---------- DOCUMENT SEGMENT

Monday, September 21, 2015

Congressman Perlmutter Supports Iran Nuclear Deal

Congressman Perlmutter answered my last letter encouraging him to support the Iran nuclear deal.  He said that he would support it, combined with strong support for Israel.
Letter from the congressman:
September 4, 2015
Dear James,
Thank you for contacting me about the Iran nuclear agreement. I appreciate hearing from you on such an important issue, because it enables me to better represent the beliefs and values of our district.
I support the Iran Agreement negotiated by the United States, Germany, China, United Kingdom, France, Russia, the European Union and Iran. The U.S. and its international partners have committed to a diplomatic solution I believe reduces and limits Iran's ability to develop or manufacture nuclear weapons and is in America's best interests. This Agreement should also reduce nuclear tensions in the Middle East and will make our friend and ally, Israel, safer and less prone to nuclear conflict with Iran. I have reached these conclusions after reading the Agreement and its attachments, reviewing numerous articles pro and con, attending classified briefings, discussing the Agreement with its proponents and opponents, and listening to military and diplomatic experts, as well as constituents.
This Agreement has far reaching and historical impacts for our foreign policy and for our international security. The Agreement is a nuclear non-proliferation agreement limiting Iran's capacity to build nuclear bombs. It is not, nor is it intended to be, a peace agreement which resolves or eliminates all threats. So, despite the diplomatic progress made toward reducing Iran's nuclear capabilities under the Agreement, further steps must be taken to deter and discourage Iran from fulfilling its threats and to assist Israel in defending its national security.
Consequently, I am working with Congressional leadership and the Obama Administration to assure: 1) Israel receives an "unprecedented level of military, intelligence, and security cooperation from the United States; 2) America works with Israel to develop and share the latest military technology, including technology to penetrate deep bunkers; 3) Congress completes and extends legislation that provides military and foreign aid to Israel over the next 10 years; 4) Congress maintains oversight of the Agreement and its implementation as well as other laws and sanctions pertaining to Iran through frequent classified and unclassified briefings; 5) and America opposes any type of resolution brought before the United Nations that is one-sided or biased against Israel or which harms Israel's national security. The best path forward is to support the Agreement and to enact legislation that maintains a strong military presence in or around the Middle East and which provides unprecedented aid to Israel.
I encourage you to continue to contact me about the issues that are important to you.  Please visit our website at www.perlmutter.house.gov to sign up for my e-newsletter and receive periodic updates on my activities as your representative in Washington.

--------------------
---------- RECORDS PROVIDED

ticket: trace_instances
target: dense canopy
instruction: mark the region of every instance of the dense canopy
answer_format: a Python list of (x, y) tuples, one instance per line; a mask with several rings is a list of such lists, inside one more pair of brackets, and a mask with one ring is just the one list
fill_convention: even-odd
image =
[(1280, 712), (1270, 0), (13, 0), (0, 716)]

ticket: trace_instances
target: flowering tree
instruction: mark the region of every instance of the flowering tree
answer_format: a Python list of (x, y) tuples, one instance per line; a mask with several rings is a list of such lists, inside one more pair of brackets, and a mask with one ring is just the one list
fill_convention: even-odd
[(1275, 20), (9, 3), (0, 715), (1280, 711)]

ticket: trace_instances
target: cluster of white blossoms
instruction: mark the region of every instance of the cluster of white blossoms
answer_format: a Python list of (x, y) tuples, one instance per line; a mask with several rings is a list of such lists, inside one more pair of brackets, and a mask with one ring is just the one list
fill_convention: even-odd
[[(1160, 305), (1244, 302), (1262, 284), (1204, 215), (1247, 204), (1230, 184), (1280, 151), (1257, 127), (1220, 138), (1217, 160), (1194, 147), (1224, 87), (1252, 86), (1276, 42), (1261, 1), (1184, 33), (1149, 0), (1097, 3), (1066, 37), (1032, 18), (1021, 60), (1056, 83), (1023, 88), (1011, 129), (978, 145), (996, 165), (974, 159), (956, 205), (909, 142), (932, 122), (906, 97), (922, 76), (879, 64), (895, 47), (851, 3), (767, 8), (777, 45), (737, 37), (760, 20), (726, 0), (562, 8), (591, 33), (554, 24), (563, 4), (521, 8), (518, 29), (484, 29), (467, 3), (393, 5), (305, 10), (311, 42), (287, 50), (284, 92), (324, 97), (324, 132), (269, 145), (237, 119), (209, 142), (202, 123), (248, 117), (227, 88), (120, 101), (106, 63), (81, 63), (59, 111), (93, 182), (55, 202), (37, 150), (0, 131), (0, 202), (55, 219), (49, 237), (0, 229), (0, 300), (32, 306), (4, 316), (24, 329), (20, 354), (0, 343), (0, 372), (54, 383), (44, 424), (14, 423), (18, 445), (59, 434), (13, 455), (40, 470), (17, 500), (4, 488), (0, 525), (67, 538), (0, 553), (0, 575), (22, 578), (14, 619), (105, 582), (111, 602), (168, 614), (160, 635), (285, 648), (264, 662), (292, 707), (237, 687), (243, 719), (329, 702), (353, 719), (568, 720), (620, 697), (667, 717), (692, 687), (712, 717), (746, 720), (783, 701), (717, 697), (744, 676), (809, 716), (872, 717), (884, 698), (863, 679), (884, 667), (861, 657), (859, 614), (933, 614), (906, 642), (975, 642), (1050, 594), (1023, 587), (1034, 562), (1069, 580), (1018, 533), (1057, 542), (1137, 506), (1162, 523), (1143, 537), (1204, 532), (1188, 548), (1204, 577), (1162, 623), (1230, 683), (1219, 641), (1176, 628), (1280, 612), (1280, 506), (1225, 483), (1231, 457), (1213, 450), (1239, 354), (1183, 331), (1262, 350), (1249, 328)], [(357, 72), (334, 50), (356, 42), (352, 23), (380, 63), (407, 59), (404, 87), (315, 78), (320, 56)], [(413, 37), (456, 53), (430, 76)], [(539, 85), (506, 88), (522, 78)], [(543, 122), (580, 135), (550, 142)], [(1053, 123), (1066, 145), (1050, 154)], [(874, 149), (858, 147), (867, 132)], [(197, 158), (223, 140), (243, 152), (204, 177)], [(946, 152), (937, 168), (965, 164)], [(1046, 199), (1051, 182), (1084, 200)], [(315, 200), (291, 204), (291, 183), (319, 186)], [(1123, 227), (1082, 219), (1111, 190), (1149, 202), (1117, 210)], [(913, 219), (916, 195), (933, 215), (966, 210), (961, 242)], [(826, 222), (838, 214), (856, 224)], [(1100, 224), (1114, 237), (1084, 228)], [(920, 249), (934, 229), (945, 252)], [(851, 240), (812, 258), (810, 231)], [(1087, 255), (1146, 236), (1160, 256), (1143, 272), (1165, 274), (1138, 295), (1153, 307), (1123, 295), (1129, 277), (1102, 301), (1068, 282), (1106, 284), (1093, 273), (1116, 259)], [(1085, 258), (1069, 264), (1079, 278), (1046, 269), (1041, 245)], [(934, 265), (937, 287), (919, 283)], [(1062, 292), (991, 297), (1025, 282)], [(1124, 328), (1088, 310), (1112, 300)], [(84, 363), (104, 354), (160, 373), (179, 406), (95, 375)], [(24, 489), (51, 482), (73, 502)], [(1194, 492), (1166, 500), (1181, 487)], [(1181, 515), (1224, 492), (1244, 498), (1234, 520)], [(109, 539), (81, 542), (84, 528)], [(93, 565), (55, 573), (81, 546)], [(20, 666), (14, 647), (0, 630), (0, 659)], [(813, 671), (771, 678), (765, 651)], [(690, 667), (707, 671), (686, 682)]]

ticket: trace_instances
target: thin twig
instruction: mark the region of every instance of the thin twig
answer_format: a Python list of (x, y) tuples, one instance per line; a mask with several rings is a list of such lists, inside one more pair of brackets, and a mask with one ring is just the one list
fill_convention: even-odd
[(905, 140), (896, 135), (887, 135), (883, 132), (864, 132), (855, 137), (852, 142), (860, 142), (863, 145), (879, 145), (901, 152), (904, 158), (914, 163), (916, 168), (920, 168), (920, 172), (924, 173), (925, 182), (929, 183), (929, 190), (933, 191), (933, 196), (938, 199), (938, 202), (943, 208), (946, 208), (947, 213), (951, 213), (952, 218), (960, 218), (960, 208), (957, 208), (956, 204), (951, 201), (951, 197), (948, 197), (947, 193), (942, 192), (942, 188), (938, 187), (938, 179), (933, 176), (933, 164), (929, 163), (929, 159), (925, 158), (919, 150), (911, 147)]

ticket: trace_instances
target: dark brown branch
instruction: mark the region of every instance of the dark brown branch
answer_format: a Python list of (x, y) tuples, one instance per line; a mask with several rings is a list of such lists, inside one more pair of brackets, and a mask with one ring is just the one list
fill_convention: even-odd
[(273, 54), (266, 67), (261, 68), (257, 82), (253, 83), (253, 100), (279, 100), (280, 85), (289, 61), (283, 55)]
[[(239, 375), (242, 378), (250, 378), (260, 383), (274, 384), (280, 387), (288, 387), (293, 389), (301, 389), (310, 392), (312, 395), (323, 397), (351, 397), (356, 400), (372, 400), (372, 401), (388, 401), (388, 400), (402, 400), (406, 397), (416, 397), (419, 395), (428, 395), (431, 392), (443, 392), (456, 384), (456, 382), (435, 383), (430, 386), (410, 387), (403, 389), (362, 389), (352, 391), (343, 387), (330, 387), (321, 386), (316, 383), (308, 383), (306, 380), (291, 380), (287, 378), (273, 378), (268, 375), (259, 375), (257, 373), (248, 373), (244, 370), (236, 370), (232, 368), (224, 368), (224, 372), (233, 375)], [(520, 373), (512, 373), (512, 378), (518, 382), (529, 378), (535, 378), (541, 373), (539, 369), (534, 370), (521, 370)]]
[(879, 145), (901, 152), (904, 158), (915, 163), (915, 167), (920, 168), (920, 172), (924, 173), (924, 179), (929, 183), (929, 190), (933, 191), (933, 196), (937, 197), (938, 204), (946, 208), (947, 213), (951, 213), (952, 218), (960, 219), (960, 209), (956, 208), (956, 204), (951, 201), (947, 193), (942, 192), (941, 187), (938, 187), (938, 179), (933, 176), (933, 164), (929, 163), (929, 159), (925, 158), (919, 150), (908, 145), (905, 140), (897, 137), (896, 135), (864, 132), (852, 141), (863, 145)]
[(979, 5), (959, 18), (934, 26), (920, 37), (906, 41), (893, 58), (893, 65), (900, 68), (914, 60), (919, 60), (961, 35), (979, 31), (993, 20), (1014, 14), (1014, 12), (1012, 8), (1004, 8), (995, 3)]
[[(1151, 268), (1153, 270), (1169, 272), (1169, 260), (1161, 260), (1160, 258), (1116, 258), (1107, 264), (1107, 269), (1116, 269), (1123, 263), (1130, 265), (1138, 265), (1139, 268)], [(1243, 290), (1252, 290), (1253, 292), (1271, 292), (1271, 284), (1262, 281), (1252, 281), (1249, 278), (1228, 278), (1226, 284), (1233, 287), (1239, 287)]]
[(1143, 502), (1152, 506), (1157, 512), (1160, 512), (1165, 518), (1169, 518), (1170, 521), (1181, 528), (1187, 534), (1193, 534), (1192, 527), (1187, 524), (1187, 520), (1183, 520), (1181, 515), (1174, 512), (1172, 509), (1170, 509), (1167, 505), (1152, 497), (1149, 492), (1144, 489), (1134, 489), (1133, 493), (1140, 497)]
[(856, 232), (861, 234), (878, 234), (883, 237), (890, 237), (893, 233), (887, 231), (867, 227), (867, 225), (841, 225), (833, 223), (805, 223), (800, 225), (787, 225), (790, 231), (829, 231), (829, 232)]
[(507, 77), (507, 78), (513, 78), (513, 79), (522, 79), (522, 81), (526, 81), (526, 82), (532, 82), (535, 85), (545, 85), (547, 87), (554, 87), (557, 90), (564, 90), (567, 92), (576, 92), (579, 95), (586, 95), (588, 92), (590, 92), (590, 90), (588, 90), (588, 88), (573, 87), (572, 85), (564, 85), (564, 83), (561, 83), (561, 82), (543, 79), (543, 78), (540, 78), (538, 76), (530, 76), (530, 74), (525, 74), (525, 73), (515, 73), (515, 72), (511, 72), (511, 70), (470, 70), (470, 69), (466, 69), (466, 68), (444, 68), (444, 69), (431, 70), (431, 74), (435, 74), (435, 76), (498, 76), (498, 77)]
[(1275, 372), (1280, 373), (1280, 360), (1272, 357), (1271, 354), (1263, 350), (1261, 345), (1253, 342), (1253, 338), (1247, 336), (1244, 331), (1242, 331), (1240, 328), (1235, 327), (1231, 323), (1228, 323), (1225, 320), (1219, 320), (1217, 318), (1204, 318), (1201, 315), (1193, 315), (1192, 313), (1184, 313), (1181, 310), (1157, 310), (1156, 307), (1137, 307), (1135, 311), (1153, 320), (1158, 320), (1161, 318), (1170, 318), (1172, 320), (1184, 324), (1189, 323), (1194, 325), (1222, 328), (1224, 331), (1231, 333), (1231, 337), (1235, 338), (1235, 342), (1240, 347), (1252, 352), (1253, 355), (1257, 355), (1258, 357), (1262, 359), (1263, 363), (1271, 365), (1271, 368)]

--------------------

TO-DO LIST:
a - In the Iran deal post, what date is on the congressman's letter?
b - Quote the Iran deal post word for word between "Congressman Perlmutter Supports" and "of our district.", inclusive.
c - Write what comes next in the Iran deal post, picking up after its last sentence.

THE RESULTS:
a - September 4, 2015

b -
Congressman Perlmutter Supports Iran Nuclear Deal

Congressman Perlmutter answered my last letter encouraging him to support the Iran nuclear deal.  He said that he would support it, combined with strong support for Israel.
Letter from the congressman:
September 4, 2015
Dear James,
Thank you for contacting me about the Iran nuclear agreement. I appreciate hearing from you on such an important issue, because it enables me to better represent the beliefs and values of our district.

c -
Sincerely,
Ed Perlmutter
Member of Congress

Monday, September 14, 2015

Americans Ignore Australia

Today I watched several US morning news shows - CBS & Morning Joe - and then I watched Aljazeera.  One of Aljazeera's lead stories was the fact that Australia had a new Prime Minister.  Neither of the US shows had mentioned that.  All of the the US networks focus on easy news.  They have virtually no staff overseas.  They send their one foreign correspondent to wherever the hot spot of the day is, now the refugees in Europe.  If they have any foreign story, it is that one hot spot, and often there is not foreign reporting.  Lately anything from the Middle East has just been reported from the foreign correspondent's base in Turkey.  If it's a European story, it's likely just to be reported from London, and if it's Asian, from Beijing or Shanghai, wherever their one correspondent is based.  Aljazeera actually has correspondents who go the where the news is happening, even if it is not in a major capital.
Instead of reporting news, the so-called news shows in the US mainly have pundit talking heads, pontificating about the US election, which is still more than a year off.  Right now, the campaign is really just a reality show, which partly explains why Donald Trump is doing so well.  He is good at reality TV, and the networks love him because he boosts ratings without requiring the networks to do any work.  There is always some new meaningless poll they can talk about.  With the advent of cell phones, polls are virtually worthless, but the pundits latch on to them as if they were solid gold.
Besides Aljazeera, the New York Times and the Wall Street Journal are about the the only organizations doing serious reporting.  Even on American stories, the networks seldom do any investigative reporting.  They just go to press conferences at the White House, the forest fire, or wherever the press gaggle assembles.  America is supposed to be an important country leading the world, but it's difficult for Americans to find out what is happening around the world, or even what is happening in the US.  How corrupt is Congress?  Americans have opinions, but nobody gives them the facts to back up or refute their opinions.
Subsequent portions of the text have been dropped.